● **ASSIGNMENT**: What is needed is a word-for-word copy of the records below.

● **EXTRACTED MATERIAL**:
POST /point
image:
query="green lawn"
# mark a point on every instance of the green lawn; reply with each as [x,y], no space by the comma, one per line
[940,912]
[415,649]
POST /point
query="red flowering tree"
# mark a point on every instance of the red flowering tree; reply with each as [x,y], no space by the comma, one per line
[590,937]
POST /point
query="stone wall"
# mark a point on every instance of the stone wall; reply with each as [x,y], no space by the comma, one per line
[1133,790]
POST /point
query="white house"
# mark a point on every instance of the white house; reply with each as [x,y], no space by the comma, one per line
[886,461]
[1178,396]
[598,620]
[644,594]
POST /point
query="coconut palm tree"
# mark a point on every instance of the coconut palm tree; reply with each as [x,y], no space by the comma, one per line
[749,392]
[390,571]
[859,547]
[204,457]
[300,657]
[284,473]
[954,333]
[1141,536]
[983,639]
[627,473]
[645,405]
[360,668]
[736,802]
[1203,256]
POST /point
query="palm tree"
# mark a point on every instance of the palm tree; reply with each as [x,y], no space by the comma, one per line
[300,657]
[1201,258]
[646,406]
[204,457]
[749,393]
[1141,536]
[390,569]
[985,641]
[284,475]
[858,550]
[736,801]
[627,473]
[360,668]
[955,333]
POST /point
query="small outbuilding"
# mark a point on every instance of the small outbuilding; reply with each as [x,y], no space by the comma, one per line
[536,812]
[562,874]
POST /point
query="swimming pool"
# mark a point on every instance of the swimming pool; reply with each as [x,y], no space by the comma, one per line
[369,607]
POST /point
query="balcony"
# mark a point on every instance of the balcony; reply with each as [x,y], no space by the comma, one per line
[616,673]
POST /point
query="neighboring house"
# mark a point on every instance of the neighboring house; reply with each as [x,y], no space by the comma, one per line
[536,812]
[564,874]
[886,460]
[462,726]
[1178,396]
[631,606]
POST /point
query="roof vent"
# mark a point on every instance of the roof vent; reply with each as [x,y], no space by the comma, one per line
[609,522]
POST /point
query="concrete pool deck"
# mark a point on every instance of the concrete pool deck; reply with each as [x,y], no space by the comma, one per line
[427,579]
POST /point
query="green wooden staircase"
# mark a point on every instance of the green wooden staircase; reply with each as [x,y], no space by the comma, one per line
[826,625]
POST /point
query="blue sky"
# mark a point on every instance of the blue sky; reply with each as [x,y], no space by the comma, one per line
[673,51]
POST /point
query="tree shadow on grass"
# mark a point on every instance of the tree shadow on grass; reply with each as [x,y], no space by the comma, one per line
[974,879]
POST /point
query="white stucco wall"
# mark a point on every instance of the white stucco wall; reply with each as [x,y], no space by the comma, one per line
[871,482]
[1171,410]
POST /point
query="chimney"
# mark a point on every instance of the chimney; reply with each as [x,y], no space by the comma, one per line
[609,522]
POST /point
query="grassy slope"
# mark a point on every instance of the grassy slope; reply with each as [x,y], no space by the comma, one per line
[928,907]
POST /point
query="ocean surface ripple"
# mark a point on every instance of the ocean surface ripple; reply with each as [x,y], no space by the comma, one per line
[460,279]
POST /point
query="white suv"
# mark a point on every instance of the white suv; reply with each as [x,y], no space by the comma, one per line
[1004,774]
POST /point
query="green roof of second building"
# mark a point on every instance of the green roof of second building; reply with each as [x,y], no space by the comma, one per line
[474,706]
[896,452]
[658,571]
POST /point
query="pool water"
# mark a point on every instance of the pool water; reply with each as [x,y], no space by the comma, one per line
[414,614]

● **TASK OUTPUT**:
POST /point
image:
query="green lawn"
# mark a point on every instance of the green lawn; reply with each as [x,y], no space by the comma, one per line
[940,912]
[415,649]
POST /point
query="red flowering tree"
# mark a point on every instance of the red flowering tree; reply with each as [x,y], no space by the comma, one per line
[590,937]
POST /point
query="stone wall"
# mark a point on every instance of the stone wall; reply with each as [x,y], no space by the comma, one per line
[1133,790]
POST /point
query="white house"
# mark a point on every instance of the white house; reply with each as [x,y], no space by the comma, one per line
[886,461]
[1178,396]
[598,620]
[644,594]
POST /point
query="coconut palm tree"
# mark a point on every instance of the coconut palm tree; reply with each as [x,y], no space by the comma, one per line
[749,392]
[390,571]
[859,547]
[204,457]
[300,657]
[284,473]
[954,333]
[1141,536]
[983,639]
[627,473]
[645,405]
[360,668]
[736,802]
[1203,256]
POST /point
query="palm tree"
# mark a point on every instance of the palm tree; reply with each as [x,y], no space by the comma, one per line
[300,657]
[1201,258]
[646,406]
[204,457]
[749,393]
[1141,536]
[390,569]
[985,641]
[284,475]
[858,550]
[736,801]
[627,473]
[360,668]
[955,333]
POST /point
query="small outbuilding"
# mark a point on every instance of the small outbuilding; reply with each as [x,y], no space by the comma, one per line
[536,812]
[562,874]
POST /point
query="swimming pool"
# mark a point on every instance of the swimming pool; reply with each as [x,y], no space by the comma, one per line
[369,607]
POST /point
query="balcony"
# mark a point on every instance of the balcony; reply with each as [x,y], no space by the comma, one per line
[616,673]
POST /point
query="neighboring house"
# mark a point on every instance of the neighboring house; reply with each as [x,y], no space by the comma, one per line
[536,812]
[564,874]
[886,460]
[462,726]
[1178,396]
[631,606]
POST /point
query="roof vent"
# mark a point on every instance of the roof vent; reply with each as [x,y], no space by the comma, one per line
[609,522]
POST /point
query="concrete pool deck"
# mark a point on every instance of the concrete pool deck; reply with each as [x,y], no space by the comma, one per line
[427,579]
POST /point
query="green wooden staircase"
# mark a point on every instance of the green wooden staircase; reply with each as [x,y], no space by the comma, one per line
[826,625]
POST /point
query="blue sky"
# mark a point on every instance of the blue sky; reply with each as [x,y], no space by the comma, one per line
[673,51]
POST /point
query="tree shadow on grass"
# mark a point on every instance of the tree shadow on grass; reply with each as [x,y], no space by the comma, one per line
[974,879]
POST /point
query="white stucco wall"
# mark a point on every instance of the white stucco wall; reply with each as [x,y], no space by the comma, one per line
[871,482]
[1171,410]
POST /point
query="chimney"
# mark a point on every instance of the chimney; reply with each as [x,y], no space by the comma, one per line
[609,522]
POST /point
query="grassy slope"
# mark a point on every instance of the grassy slope; reply with each as [x,y], no space by the comma, one per line
[928,907]
POST /point
query="ocean surface ripple"
# mark a point on every instance of the ocean surface ripple; reply with each as [x,y], no space by the comma, one per line
[460,279]
POST /point
query="white suv"
# mark a point on every instance of the white suv; reply with each as [x,y], no space by the comma, one per line
[1004,774]
POST /point
query="green roof of second building"
# mark a point on every instance of the green roof of second building; reply with each as [x,y], no space by the comma, one per line
[474,706]
[896,452]
[658,571]
POST /point
query="pool water"
# mark a point on every instance of the pool water; reply with each as [x,y], no space by the comma, one per line
[414,614]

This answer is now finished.